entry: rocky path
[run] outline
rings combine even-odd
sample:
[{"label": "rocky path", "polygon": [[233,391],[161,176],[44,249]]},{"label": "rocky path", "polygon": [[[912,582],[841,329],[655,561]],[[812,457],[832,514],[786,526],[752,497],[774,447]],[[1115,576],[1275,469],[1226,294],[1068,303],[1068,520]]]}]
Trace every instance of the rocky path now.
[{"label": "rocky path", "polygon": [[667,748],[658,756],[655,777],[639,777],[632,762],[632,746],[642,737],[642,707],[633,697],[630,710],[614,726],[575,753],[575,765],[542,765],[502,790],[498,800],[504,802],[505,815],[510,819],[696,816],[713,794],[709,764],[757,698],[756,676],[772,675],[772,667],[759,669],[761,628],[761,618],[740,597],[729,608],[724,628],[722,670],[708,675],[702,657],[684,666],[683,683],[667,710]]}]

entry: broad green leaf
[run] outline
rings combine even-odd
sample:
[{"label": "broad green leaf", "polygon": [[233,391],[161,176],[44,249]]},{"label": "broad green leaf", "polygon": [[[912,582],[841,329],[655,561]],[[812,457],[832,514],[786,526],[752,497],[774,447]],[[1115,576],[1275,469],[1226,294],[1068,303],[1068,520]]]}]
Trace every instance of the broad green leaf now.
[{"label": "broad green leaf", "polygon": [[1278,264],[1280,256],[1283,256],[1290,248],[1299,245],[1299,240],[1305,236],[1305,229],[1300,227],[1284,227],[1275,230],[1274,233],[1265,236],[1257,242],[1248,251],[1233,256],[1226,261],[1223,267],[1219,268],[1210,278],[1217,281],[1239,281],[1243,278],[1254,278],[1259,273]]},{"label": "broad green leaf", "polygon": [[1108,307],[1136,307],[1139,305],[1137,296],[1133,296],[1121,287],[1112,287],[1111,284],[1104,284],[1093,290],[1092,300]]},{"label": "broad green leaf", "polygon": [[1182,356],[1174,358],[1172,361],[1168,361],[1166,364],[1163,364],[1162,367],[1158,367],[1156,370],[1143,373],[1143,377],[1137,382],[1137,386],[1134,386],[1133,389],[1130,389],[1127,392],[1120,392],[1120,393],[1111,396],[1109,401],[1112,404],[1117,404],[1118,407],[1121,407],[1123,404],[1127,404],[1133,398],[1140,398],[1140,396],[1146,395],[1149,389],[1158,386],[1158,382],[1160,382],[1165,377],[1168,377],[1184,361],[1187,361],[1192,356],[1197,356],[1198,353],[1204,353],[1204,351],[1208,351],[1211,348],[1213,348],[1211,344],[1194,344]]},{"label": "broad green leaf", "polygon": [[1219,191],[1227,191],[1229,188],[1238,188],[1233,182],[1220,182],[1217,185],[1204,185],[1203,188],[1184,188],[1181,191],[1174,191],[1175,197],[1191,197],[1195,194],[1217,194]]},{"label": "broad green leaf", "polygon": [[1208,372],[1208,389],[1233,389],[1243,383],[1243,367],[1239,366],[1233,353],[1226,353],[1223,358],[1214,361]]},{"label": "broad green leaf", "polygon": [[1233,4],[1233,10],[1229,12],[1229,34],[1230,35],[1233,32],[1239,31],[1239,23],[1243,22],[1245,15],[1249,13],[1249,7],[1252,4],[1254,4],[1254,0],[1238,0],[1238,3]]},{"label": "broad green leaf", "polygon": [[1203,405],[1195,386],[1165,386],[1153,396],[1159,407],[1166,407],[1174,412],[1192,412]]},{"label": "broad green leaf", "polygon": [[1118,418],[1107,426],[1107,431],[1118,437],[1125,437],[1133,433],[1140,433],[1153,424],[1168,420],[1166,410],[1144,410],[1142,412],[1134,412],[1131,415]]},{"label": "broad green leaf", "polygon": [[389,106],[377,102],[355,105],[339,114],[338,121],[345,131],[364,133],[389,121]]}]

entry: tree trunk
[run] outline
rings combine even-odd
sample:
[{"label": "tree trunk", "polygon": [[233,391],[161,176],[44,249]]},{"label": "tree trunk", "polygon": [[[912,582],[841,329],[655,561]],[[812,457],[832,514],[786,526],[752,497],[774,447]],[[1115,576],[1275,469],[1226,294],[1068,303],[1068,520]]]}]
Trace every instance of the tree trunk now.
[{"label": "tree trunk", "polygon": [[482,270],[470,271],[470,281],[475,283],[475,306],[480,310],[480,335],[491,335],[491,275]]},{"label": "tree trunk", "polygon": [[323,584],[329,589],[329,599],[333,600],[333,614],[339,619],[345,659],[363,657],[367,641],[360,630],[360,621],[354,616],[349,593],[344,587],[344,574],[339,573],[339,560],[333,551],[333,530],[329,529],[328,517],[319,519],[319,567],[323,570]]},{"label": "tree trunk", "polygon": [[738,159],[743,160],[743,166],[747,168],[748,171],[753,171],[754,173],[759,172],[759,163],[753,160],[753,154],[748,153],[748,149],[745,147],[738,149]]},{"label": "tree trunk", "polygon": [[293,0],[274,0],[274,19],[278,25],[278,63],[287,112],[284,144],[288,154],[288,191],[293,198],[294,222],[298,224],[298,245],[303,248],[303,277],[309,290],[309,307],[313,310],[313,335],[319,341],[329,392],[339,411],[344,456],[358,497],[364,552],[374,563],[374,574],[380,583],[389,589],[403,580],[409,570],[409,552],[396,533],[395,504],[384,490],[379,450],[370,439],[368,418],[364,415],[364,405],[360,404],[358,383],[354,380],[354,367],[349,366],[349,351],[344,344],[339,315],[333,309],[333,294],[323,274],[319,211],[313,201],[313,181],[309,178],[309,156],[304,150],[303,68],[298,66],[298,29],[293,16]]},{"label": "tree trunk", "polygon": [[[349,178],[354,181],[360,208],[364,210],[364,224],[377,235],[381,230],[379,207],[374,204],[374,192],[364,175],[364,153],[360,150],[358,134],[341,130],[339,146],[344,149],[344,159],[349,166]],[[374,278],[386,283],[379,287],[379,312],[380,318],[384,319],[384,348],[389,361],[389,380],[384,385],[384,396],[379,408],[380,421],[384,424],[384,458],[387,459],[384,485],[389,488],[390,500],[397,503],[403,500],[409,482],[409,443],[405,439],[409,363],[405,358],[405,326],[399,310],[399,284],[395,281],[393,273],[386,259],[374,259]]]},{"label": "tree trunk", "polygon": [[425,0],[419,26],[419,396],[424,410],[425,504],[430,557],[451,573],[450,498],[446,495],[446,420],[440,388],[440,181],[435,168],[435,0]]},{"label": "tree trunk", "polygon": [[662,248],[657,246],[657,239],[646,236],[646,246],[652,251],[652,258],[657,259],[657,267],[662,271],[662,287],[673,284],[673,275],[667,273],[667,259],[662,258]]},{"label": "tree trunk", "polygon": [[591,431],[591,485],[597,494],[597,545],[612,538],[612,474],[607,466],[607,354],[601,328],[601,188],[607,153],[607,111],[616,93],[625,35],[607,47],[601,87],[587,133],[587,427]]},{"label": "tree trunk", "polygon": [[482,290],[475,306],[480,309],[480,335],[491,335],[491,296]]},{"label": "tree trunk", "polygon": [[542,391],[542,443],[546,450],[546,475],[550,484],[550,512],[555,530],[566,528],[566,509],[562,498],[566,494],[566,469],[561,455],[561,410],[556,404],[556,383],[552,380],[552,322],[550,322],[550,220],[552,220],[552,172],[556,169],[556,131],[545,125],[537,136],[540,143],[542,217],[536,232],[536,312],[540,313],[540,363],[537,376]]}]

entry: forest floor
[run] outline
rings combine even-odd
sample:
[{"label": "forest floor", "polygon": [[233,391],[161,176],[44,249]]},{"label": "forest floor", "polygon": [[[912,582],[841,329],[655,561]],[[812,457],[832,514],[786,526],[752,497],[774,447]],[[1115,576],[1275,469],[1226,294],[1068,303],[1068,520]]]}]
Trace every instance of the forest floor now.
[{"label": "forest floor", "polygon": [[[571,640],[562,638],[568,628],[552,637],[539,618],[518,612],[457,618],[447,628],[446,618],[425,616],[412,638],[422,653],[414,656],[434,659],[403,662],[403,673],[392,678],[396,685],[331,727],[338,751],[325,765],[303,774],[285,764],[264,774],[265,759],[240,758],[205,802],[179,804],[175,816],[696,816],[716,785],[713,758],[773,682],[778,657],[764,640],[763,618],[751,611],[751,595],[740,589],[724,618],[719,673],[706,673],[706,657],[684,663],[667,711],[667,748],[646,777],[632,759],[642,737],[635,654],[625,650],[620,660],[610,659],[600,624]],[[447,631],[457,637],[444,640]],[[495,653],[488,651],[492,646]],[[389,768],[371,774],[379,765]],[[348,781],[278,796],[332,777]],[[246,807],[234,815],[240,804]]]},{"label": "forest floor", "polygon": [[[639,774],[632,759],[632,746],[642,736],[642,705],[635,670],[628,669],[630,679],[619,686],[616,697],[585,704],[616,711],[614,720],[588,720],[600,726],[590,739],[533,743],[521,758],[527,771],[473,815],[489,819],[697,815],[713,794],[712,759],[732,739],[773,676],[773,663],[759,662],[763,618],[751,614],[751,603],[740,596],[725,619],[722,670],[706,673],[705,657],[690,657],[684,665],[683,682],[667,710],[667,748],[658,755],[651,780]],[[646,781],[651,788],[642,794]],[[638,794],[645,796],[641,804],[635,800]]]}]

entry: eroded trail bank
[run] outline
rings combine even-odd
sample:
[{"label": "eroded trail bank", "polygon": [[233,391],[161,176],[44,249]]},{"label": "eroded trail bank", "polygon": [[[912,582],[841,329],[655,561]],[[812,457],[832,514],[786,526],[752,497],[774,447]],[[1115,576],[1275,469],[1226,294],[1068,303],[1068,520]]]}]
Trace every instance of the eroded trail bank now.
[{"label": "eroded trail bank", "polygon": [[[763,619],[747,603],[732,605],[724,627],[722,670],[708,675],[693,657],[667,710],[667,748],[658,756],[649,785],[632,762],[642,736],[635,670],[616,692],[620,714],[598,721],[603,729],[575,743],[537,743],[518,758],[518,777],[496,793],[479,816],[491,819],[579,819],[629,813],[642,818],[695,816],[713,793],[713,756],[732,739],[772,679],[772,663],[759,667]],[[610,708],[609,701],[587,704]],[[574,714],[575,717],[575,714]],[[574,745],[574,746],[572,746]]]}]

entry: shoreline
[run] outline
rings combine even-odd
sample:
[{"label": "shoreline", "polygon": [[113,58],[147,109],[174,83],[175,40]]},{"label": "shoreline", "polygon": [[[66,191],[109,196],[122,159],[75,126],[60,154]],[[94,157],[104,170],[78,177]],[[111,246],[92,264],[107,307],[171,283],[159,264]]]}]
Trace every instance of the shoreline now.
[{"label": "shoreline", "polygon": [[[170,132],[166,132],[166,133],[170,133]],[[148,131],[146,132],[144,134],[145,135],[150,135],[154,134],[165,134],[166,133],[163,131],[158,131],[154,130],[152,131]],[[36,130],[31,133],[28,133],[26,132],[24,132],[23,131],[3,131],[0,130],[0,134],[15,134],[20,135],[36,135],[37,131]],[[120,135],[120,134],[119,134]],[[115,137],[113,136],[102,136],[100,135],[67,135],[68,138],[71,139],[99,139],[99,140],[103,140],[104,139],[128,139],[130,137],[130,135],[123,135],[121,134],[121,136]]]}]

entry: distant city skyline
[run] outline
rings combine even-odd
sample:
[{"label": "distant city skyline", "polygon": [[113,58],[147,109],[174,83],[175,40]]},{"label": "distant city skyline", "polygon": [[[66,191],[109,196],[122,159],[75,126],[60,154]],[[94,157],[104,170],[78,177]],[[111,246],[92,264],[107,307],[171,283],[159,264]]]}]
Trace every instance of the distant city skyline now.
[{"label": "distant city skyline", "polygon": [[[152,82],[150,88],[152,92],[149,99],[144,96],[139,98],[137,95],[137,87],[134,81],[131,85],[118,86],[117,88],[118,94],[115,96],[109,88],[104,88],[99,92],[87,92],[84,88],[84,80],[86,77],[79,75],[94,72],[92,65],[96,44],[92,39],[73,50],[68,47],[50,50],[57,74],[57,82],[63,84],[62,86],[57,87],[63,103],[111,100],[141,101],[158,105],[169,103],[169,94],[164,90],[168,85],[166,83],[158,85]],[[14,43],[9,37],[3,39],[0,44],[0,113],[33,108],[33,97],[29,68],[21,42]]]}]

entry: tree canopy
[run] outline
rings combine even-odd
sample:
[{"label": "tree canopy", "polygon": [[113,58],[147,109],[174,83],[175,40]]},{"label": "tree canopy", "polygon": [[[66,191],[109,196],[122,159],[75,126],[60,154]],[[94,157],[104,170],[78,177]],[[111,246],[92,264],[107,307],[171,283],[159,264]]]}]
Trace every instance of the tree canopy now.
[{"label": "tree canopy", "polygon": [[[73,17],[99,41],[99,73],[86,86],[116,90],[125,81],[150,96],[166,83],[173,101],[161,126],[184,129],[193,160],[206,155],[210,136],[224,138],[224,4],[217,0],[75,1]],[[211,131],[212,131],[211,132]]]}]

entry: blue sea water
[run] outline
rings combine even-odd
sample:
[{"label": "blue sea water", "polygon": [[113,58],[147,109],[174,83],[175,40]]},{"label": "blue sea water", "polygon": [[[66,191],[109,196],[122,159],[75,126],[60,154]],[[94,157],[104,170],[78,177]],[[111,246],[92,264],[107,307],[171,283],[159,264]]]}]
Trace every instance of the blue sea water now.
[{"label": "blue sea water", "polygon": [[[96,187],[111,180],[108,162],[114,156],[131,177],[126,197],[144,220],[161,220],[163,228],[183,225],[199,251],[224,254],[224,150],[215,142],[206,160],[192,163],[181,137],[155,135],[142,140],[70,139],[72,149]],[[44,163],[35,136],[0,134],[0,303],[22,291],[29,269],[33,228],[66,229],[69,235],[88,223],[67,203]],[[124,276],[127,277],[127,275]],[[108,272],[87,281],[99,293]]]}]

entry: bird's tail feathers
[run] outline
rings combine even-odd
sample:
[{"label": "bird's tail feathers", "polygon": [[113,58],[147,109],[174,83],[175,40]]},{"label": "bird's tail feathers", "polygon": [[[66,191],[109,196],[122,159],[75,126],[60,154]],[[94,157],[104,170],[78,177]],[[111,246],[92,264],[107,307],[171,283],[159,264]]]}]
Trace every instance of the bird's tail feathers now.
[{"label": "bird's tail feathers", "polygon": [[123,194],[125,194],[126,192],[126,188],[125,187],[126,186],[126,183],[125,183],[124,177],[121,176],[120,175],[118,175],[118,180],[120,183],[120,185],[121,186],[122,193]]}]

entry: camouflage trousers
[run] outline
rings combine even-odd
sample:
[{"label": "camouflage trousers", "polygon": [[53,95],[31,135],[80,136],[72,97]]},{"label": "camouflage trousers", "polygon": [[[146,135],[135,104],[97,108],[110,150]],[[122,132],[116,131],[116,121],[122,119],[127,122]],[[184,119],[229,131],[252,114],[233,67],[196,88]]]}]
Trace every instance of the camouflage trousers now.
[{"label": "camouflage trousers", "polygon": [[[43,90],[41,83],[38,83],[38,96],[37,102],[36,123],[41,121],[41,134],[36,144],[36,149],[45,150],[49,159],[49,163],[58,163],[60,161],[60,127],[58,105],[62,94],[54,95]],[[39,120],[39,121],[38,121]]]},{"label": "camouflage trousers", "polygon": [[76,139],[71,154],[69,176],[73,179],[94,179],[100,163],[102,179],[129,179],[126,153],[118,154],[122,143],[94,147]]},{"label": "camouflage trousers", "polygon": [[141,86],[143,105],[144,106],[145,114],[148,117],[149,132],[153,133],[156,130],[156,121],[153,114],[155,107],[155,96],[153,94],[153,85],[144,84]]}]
********************
### TASK REQUIREMENTS
Copy the stretch of the data above from the line containing "entry: eroded trail bank" through the line containing "Trace every instance of the eroded", both included, character for character.

### SOLUTION TO THE PROBLEM
entry: eroded trail bank
[run] outline
rings combine even-odd
sample:
[{"label": "eroded trail bank", "polygon": [[233,391],[161,176],[44,249]]},{"label": "eroded trail bank", "polygon": [[[912,582],[841,329],[655,561]],[[812,457],[832,514],[786,526],[752,497],[774,447]],[[1115,576],[1275,469],[1226,294],[1068,303],[1068,520]]]}]
Trace every instance of the eroded trail bank now.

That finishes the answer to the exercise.